§ **Given request**: Copy the records below exactly, leaving out every picture.

####

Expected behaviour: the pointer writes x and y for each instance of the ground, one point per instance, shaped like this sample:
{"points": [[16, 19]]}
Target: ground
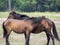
{"points": [[35, 39]]}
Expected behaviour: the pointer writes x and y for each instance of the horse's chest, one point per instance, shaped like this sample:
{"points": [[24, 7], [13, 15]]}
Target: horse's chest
{"points": [[38, 29]]}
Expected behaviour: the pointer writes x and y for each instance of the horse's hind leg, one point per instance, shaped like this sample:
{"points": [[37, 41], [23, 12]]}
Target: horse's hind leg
{"points": [[7, 42], [48, 38], [27, 37], [52, 38], [7, 37], [49, 34]]}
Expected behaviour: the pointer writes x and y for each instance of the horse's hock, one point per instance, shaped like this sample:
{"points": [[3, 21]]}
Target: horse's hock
{"points": [[1, 20]]}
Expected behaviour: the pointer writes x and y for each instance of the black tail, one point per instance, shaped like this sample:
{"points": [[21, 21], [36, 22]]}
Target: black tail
{"points": [[4, 31], [55, 32]]}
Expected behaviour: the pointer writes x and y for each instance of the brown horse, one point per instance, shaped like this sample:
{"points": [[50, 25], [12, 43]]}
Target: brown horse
{"points": [[15, 15], [35, 25], [41, 25]]}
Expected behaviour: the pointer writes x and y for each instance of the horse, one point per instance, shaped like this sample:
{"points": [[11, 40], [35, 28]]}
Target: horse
{"points": [[15, 15], [45, 25], [35, 25]]}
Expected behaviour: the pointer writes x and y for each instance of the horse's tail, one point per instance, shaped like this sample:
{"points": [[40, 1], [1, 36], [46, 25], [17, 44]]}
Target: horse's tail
{"points": [[55, 32], [4, 30]]}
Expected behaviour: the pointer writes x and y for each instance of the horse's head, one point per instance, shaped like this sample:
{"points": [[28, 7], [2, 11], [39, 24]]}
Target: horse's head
{"points": [[12, 15]]}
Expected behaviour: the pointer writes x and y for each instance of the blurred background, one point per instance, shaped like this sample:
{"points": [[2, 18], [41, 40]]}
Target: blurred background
{"points": [[30, 5], [33, 8]]}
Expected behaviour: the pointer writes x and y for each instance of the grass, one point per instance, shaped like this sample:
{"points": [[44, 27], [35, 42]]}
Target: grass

####

§ **Problem solution**:
Expected behaviour: the pointer writes x and y for each instance of the ground, one point per instance, shaped like this sample:
{"points": [[16, 19]]}
Target: ground
{"points": [[35, 39]]}
Expected behaviour: the pointer writes x and y for each instance of the horse's chest, one point per instance, shaped like this sample:
{"points": [[24, 7], [13, 15]]}
Target: horse's chest
{"points": [[38, 29]]}
Expected behaviour: the pointer writes x and y for each instance of the horse's hind leg, one point per instance, shaped like this sample:
{"points": [[37, 41], [23, 12]]}
Target: horse's hind leg
{"points": [[7, 42], [48, 38], [27, 37], [52, 38], [7, 37], [49, 34]]}
Expected behaviour: the pointer writes x and y for each instance of the horse's hock, one point per instance, shaped like this sample:
{"points": [[3, 21]]}
Target: horse's hock
{"points": [[1, 20]]}
Expected behaviour: the pointer writes x and y for each instance of the black tail, one point per instance, shaped like this sample:
{"points": [[21, 21], [36, 22]]}
Target: black tail
{"points": [[4, 31], [55, 32]]}
Expected behaviour: the pointer writes x and y for each instance of the brown horse, one point per instance, shaped like this sample:
{"points": [[50, 25], [12, 43]]}
Target: brown horse
{"points": [[15, 15], [35, 25], [41, 25]]}
Expected behaviour: the pointer writes x and y for each instance of the horse, one point per instance, shaped like this sample:
{"points": [[11, 40], [35, 28]]}
Target: horse
{"points": [[15, 15], [45, 25], [35, 25]]}
Expected behaviour: the pointer writes x and y for each instance of the horse's tail, one point per instance, shaped like this sample:
{"points": [[40, 1], [1, 36], [46, 25], [17, 44]]}
Target: horse's tail
{"points": [[55, 32], [4, 30]]}
Expected behaviour: the pointer writes x and y for each instance of the horse's head, one point per instance, shaped like this sample:
{"points": [[28, 7], [2, 11], [39, 24]]}
Target: horse's head
{"points": [[12, 15]]}
Expected behaviour: the pointer writes x and y for each instance of the blurred background, one point per instance, shaped like this sample:
{"points": [[2, 18], [41, 40]]}
Target: blurred background
{"points": [[30, 5], [33, 8]]}
Expected behaviour: the pointer writes x and y for each instance of the grass, one point per instance, shaped like this sample:
{"points": [[44, 27], [35, 42]]}
Target: grass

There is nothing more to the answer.